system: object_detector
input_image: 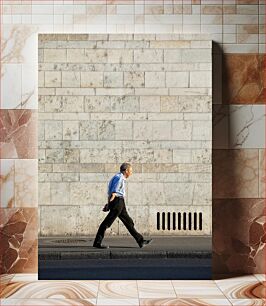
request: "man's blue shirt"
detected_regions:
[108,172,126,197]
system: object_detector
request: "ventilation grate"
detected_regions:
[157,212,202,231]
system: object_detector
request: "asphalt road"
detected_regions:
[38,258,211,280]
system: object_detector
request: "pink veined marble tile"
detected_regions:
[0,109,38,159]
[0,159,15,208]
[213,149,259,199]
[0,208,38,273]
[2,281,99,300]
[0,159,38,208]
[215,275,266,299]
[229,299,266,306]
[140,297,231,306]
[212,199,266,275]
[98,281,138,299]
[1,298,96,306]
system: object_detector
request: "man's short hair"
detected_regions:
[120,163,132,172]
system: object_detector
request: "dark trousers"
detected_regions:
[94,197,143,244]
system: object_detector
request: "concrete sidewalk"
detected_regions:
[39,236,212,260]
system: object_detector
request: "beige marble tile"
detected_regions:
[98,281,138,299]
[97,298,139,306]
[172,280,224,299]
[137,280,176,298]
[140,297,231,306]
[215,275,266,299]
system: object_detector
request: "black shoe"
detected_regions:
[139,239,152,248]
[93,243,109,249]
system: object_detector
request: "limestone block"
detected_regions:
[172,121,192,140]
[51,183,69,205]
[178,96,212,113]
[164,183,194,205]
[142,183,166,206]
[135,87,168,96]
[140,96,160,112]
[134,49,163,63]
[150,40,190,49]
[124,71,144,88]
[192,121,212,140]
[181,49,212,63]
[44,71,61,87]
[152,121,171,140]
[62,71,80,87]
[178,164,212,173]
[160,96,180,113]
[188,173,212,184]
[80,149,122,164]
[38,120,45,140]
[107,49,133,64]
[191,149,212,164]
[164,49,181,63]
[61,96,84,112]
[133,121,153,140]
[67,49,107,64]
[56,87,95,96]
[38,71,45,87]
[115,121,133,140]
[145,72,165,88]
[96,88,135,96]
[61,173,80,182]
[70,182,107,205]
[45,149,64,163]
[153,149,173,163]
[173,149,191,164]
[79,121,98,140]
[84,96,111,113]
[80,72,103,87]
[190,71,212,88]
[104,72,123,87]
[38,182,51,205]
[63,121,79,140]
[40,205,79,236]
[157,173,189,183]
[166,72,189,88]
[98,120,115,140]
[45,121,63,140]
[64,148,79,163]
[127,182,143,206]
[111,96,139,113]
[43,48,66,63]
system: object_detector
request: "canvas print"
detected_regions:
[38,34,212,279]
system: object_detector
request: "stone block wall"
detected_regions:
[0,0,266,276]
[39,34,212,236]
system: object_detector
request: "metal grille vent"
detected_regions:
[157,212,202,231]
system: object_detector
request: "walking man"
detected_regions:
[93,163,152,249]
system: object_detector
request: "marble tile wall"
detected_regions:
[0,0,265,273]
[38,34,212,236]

•••

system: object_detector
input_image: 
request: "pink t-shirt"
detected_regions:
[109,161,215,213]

•••

**Goal of the exercise**
Count the lines in the items above that contain the string "shirt". Reply with the number only.

**Final answer**
2